▶ _DATASET RECORDS_:
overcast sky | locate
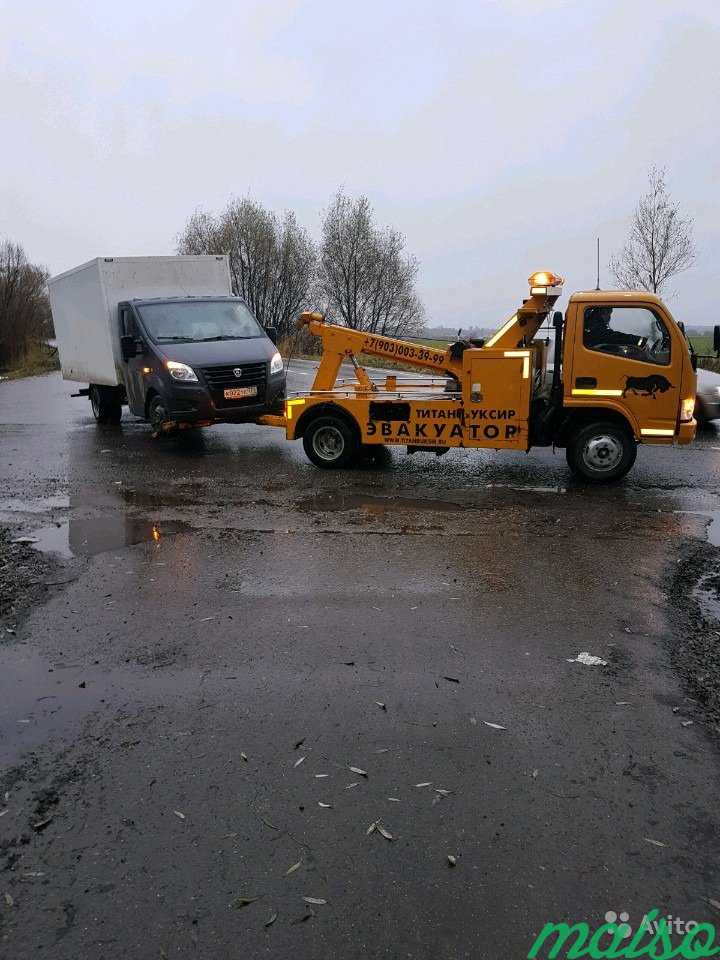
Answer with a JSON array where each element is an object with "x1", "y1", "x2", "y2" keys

==

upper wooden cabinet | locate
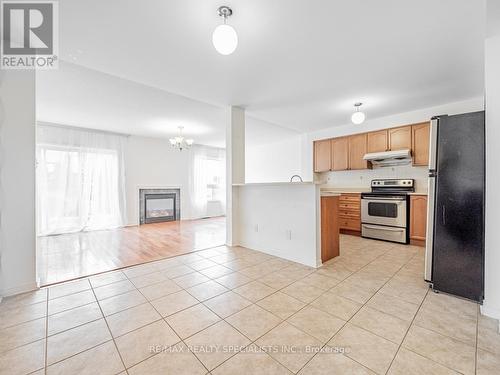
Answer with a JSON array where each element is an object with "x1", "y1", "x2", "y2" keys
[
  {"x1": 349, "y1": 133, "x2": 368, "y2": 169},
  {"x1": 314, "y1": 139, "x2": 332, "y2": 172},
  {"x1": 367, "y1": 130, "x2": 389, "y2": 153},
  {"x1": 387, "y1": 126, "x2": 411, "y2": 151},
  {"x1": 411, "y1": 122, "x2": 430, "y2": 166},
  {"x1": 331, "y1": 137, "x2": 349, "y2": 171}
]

▶ _STATED PROBLEM_: Extract every line of the records above that contains the word "locate".

▶ _ANSWER TO THIS TASK_:
overcast sky | locate
upper wooden cabinet | locate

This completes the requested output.